(Beginning of Data)

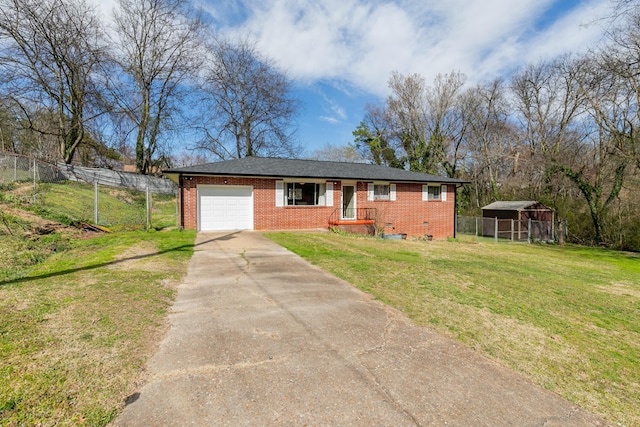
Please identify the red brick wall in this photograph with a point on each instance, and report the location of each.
(407, 214)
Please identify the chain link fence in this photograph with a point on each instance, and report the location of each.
(512, 230)
(99, 197)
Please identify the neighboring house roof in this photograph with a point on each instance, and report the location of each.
(510, 206)
(295, 168)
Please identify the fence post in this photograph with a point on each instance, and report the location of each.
(95, 203)
(512, 229)
(148, 209)
(34, 181)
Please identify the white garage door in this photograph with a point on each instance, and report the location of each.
(225, 208)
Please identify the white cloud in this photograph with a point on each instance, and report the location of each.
(361, 42)
(330, 120)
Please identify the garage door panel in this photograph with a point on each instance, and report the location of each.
(225, 208)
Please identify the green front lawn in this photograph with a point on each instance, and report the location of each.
(77, 327)
(566, 317)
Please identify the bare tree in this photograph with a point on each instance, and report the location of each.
(567, 107)
(50, 51)
(252, 108)
(421, 124)
(159, 52)
(493, 153)
(373, 139)
(347, 153)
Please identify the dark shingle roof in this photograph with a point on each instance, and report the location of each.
(510, 206)
(295, 168)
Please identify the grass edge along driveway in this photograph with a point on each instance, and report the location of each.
(77, 330)
(567, 317)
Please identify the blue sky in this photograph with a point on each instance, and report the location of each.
(340, 53)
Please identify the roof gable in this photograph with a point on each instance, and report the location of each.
(296, 168)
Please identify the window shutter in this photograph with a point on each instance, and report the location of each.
(279, 193)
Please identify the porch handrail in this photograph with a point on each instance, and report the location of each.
(361, 214)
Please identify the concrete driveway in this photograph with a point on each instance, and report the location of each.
(259, 337)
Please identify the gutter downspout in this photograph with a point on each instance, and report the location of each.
(181, 200)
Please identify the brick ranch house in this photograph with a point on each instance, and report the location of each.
(256, 193)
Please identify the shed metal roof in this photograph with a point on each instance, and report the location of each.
(296, 168)
(510, 206)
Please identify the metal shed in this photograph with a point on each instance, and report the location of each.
(518, 220)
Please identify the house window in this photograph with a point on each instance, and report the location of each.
(305, 194)
(434, 192)
(381, 192)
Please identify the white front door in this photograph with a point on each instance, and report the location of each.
(348, 202)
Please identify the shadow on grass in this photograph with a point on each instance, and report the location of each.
(115, 262)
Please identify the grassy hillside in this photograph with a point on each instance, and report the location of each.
(68, 202)
(566, 317)
(80, 312)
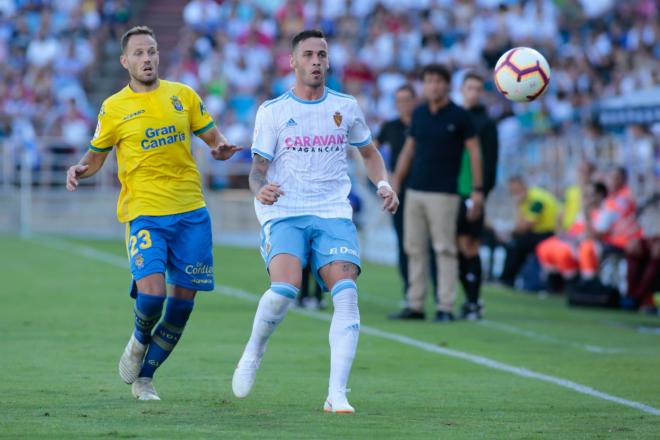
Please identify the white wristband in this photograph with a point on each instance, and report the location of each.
(384, 184)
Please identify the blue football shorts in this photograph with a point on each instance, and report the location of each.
(179, 245)
(313, 240)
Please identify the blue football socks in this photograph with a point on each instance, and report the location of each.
(167, 334)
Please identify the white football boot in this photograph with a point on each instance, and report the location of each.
(244, 375)
(337, 403)
(130, 362)
(143, 389)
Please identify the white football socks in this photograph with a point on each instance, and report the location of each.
(344, 334)
(272, 309)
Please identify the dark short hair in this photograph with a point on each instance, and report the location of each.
(304, 35)
(136, 30)
(622, 172)
(406, 88)
(600, 189)
(436, 69)
(473, 75)
(517, 178)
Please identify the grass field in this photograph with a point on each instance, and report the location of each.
(66, 315)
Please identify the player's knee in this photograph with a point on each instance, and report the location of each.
(276, 303)
(153, 284)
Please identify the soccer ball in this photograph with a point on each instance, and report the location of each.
(522, 74)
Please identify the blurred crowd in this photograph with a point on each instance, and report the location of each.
(598, 243)
(236, 54)
(49, 54)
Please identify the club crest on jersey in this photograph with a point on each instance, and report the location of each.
(338, 118)
(176, 102)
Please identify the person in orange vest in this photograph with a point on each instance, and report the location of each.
(617, 225)
(574, 254)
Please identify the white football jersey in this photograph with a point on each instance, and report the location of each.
(306, 142)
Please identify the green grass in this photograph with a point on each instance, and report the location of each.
(64, 320)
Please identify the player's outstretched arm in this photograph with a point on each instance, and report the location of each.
(378, 175)
(221, 149)
(266, 192)
(89, 164)
(403, 163)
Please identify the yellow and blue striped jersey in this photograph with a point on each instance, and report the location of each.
(152, 132)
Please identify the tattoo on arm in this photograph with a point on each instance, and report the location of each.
(258, 173)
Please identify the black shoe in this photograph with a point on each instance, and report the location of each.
(408, 314)
(441, 316)
(471, 311)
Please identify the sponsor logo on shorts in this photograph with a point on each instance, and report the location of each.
(199, 269)
(344, 250)
(132, 115)
(199, 281)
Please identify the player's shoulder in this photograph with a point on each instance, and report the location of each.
(276, 102)
(177, 88)
(115, 102)
(333, 94)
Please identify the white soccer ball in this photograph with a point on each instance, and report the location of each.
(522, 74)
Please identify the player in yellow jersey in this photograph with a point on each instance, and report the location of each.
(150, 122)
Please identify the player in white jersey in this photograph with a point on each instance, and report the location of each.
(300, 181)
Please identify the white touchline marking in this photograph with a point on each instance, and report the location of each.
(109, 258)
(508, 328)
(545, 338)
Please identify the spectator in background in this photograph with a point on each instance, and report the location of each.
(617, 226)
(535, 221)
(574, 254)
(573, 195)
(392, 136)
(468, 230)
(643, 258)
(431, 157)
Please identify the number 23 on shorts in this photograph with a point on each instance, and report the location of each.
(140, 240)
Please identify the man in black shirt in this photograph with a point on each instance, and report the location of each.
(393, 134)
(469, 231)
(431, 159)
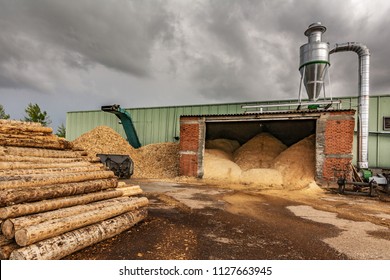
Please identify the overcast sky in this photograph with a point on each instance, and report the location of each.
(81, 54)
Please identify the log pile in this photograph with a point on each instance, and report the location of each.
(54, 198)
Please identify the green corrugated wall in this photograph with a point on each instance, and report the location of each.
(161, 124)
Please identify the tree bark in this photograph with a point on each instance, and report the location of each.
(38, 152)
(129, 191)
(25, 129)
(19, 210)
(19, 173)
(10, 226)
(56, 179)
(49, 142)
(4, 240)
(48, 229)
(20, 195)
(8, 165)
(70, 242)
(6, 250)
(35, 159)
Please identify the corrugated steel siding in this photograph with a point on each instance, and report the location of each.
(161, 124)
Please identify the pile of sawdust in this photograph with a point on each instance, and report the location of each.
(218, 166)
(226, 145)
(104, 140)
(259, 152)
(297, 163)
(151, 161)
(158, 161)
(262, 176)
(264, 161)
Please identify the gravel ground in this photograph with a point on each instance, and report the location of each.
(202, 222)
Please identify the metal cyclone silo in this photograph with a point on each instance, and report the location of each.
(314, 60)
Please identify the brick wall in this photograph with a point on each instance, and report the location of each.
(191, 146)
(334, 155)
(334, 143)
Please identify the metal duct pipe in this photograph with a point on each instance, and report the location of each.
(364, 93)
(314, 61)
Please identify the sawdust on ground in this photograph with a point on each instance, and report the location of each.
(151, 161)
(264, 162)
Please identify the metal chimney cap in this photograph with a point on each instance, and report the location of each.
(317, 26)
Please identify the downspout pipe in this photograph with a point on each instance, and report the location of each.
(364, 92)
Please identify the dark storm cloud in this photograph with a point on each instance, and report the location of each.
(80, 33)
(221, 50)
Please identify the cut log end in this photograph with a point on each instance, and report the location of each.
(8, 229)
(22, 237)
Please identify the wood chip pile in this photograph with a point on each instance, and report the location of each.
(150, 161)
(263, 161)
(55, 200)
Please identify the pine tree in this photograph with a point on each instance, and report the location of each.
(34, 114)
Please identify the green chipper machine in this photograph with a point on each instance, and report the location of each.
(121, 165)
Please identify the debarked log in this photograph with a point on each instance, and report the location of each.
(6, 250)
(10, 226)
(37, 159)
(14, 165)
(57, 203)
(48, 229)
(39, 152)
(20, 195)
(25, 129)
(50, 179)
(19, 173)
(65, 244)
(49, 142)
(4, 240)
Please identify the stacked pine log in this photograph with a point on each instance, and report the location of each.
(55, 200)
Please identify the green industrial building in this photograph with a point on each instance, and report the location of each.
(162, 124)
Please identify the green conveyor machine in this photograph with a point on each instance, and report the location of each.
(127, 123)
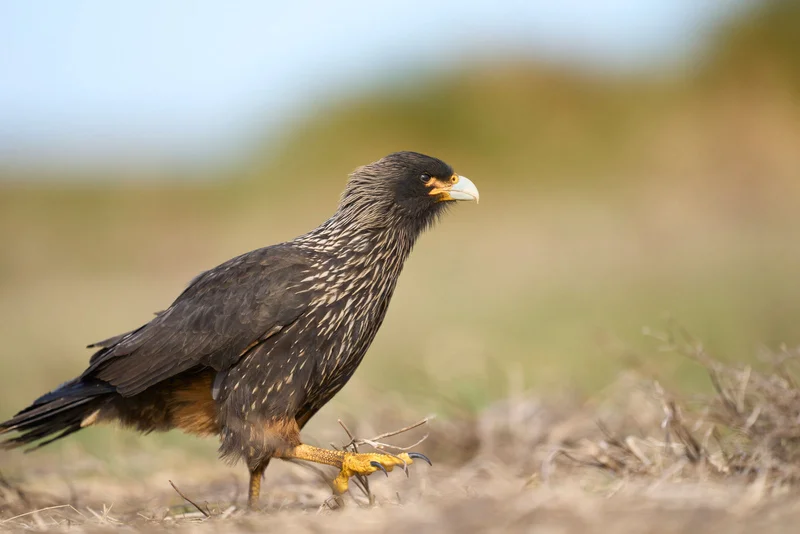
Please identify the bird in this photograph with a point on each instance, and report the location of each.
(253, 348)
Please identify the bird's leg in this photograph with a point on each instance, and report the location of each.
(351, 463)
(255, 485)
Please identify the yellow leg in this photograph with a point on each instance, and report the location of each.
(349, 463)
(255, 485)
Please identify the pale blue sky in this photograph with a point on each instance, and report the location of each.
(94, 80)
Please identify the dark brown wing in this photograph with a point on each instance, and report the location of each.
(221, 314)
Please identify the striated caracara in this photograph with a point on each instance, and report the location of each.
(253, 348)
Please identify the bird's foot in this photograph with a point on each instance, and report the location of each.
(367, 463)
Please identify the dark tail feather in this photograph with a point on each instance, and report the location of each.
(60, 413)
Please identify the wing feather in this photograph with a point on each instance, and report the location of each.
(218, 317)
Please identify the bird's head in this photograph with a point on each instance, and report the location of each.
(408, 186)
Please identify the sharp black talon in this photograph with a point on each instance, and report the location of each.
(414, 455)
(378, 465)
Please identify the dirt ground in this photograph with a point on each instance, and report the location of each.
(634, 459)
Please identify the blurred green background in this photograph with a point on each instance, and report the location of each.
(612, 199)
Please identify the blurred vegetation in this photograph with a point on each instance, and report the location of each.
(610, 203)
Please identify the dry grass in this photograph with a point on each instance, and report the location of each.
(635, 458)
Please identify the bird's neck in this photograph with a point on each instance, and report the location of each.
(350, 237)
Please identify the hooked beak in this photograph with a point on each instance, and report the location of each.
(456, 188)
(464, 189)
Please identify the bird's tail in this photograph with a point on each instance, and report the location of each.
(57, 414)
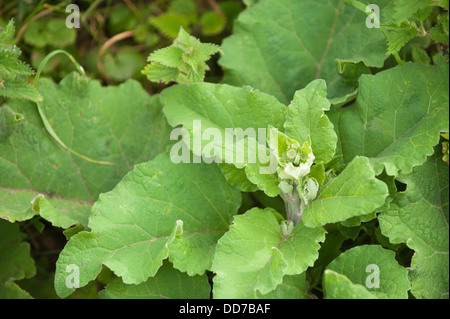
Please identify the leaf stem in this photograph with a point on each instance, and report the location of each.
(44, 119)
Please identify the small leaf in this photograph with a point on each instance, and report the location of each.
(168, 283)
(158, 204)
(306, 117)
(369, 269)
(355, 192)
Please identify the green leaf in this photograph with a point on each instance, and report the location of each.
(292, 287)
(169, 24)
(159, 210)
(9, 121)
(168, 283)
(338, 286)
(440, 32)
(49, 32)
(184, 61)
(306, 118)
(355, 192)
(237, 177)
(258, 267)
(92, 120)
(369, 269)
(397, 117)
(212, 23)
(399, 35)
(419, 217)
(404, 9)
(233, 113)
(15, 262)
(274, 48)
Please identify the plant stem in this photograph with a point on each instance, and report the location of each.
(294, 207)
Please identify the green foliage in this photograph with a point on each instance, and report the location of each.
(312, 163)
(184, 61)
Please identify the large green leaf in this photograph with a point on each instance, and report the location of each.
(102, 123)
(15, 261)
(355, 192)
(168, 283)
(369, 269)
(159, 210)
(306, 117)
(419, 218)
(397, 117)
(279, 46)
(253, 256)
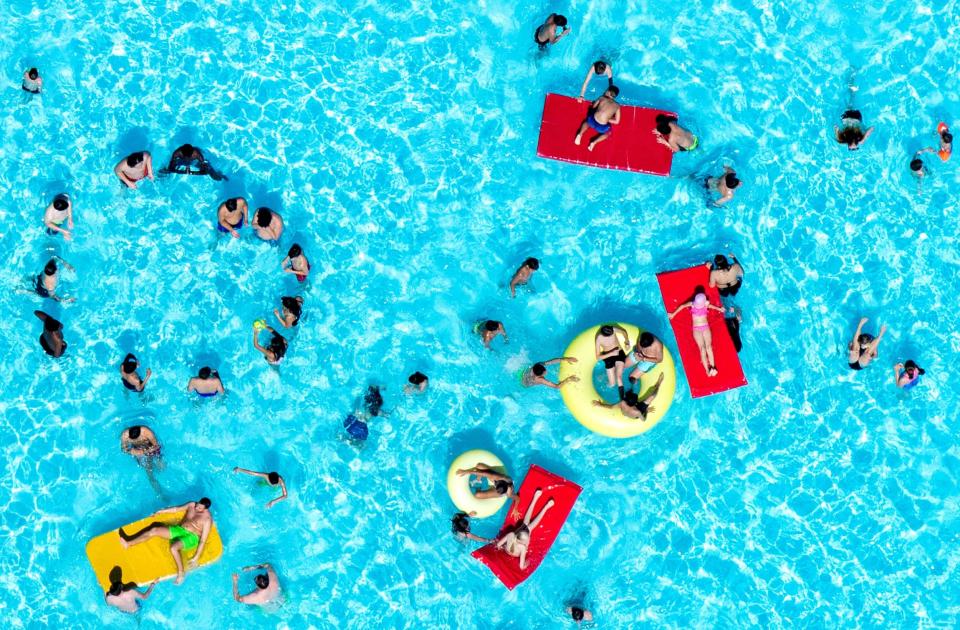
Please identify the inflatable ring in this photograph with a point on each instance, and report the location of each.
(579, 396)
(459, 485)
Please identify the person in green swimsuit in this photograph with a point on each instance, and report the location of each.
(191, 533)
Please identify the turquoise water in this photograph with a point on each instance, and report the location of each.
(398, 142)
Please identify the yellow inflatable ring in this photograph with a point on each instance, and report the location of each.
(579, 396)
(459, 485)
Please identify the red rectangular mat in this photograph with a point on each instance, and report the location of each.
(677, 287)
(564, 494)
(630, 147)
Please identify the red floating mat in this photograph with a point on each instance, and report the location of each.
(678, 287)
(630, 147)
(564, 494)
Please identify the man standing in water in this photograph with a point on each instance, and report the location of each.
(191, 533)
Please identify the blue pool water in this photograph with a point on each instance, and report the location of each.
(398, 140)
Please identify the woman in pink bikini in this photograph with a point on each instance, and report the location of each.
(699, 309)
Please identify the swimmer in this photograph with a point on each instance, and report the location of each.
(461, 527)
(51, 340)
(60, 211)
(299, 265)
(231, 215)
(602, 115)
(190, 533)
(551, 31)
(488, 331)
(292, 309)
(522, 274)
(516, 542)
(268, 586)
(536, 375)
(272, 478)
(907, 375)
(417, 383)
(673, 136)
(32, 82)
(45, 284)
(501, 485)
(275, 350)
(128, 374)
(631, 406)
(268, 224)
(863, 347)
(206, 383)
(134, 167)
(608, 346)
(700, 307)
(599, 68)
(646, 354)
(726, 277)
(725, 185)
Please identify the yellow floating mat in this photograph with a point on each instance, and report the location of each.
(147, 561)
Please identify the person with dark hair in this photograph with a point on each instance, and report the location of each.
(275, 350)
(51, 339)
(292, 309)
(725, 185)
(190, 533)
(599, 68)
(231, 216)
(416, 383)
(268, 224)
(134, 167)
(128, 374)
(298, 263)
(728, 278)
(537, 374)
(272, 478)
(522, 275)
(206, 383)
(488, 330)
(673, 136)
(268, 586)
(32, 82)
(907, 375)
(59, 211)
(602, 115)
(551, 31)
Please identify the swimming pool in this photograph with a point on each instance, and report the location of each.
(398, 140)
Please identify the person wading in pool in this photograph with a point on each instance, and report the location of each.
(231, 215)
(134, 167)
(602, 115)
(189, 534)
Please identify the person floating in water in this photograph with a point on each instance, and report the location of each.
(59, 211)
(599, 68)
(134, 167)
(673, 136)
(272, 478)
(863, 347)
(536, 375)
(128, 374)
(51, 340)
(206, 383)
(189, 534)
(298, 263)
(551, 31)
(231, 215)
(31, 81)
(602, 115)
(46, 283)
(268, 586)
(724, 185)
(523, 274)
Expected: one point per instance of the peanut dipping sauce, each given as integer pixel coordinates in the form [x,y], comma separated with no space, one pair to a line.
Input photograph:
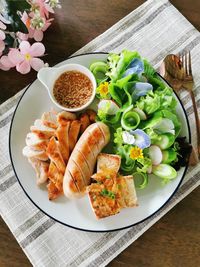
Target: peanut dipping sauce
[72,89]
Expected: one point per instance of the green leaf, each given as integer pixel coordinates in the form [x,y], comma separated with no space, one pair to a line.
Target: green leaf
[13,7]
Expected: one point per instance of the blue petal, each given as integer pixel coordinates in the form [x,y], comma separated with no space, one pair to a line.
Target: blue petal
[136,66]
[141,89]
[142,139]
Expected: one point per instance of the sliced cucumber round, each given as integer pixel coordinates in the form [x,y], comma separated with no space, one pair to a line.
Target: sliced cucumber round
[164,171]
[165,141]
[169,156]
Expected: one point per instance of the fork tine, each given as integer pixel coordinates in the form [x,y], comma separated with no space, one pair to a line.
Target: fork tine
[190,64]
[186,65]
[183,63]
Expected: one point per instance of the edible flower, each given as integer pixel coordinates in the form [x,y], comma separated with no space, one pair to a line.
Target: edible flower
[128,138]
[136,153]
[103,89]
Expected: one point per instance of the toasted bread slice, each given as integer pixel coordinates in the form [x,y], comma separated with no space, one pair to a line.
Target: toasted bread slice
[107,162]
[128,193]
[103,206]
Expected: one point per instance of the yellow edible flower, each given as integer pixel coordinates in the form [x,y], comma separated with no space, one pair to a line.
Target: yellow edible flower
[136,153]
[103,89]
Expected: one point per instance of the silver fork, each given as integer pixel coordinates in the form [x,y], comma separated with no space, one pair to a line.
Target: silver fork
[189,85]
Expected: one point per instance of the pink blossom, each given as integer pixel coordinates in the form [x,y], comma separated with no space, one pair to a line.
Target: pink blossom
[33,33]
[2,46]
[2,36]
[5,63]
[26,56]
[38,34]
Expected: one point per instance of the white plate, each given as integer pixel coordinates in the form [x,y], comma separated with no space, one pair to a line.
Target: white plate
[78,213]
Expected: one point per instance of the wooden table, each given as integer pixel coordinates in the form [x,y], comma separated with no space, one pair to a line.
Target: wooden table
[173,241]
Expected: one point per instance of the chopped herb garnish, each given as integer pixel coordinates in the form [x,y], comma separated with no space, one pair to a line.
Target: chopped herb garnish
[108,193]
[119,186]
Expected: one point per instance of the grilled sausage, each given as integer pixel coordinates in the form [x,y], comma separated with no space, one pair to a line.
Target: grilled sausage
[89,145]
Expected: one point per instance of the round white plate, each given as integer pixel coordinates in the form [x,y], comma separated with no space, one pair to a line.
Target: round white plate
[78,213]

(End of Data)

_Task description:_ Of the lines above, output exactly those from the line bearing "Target: green leaf" through the line bearing "Expected: one point per instance of the pink", inclusive.

_Your solution:_
Target: green leaf
[13,7]
Expected: one point per instance of the blue petal, each given as integer pixel coordinates in the form [x,y], comma separated with no space, one pair to a line.
Target: blue petal
[136,66]
[141,89]
[142,139]
Expected: one point per instance of the sliced cucumber round, each given as integer pixel coordinates in the form [x,y], comma separated with no space, one pair to a line.
Target: sliced cucumber round
[164,171]
[165,141]
[169,156]
Expected: one point per instance of the fork tine, each given as integer pixel coordinates in the form [x,y], comma separated with no space, one pair to a line.
Target: fork tine
[190,64]
[186,65]
[183,63]
Expected: one point per instance of the edible flower, each given as integer pixel coordinates in the form [x,y], comma separated with no space, one pair to a line.
Target: edible flower
[128,138]
[136,153]
[103,89]
Expected: one point per instance of the toasted bread slice, each given as integer pixel coordinates in the form [x,y], comma separated with no space, one pair to a line.
Target: toasted bread slice
[107,162]
[128,193]
[103,206]
Expected: one point per instance of the yellow edible flower, each given as integer pixel coordinates in the form [x,y], comma separated with no space, one pair to a line.
Target: yellow edible flower
[136,153]
[103,89]
Expected: one point per instance of the silver fork, each given as integer pixel coordinates in the form [x,y], comma separated with no space, one pair to a line.
Target: silver fork
[189,85]
Expected: one point per instance of the pink blossom, each given as integer pixel coordinates in the form [x,y], comma separated with no space, one pair to a line.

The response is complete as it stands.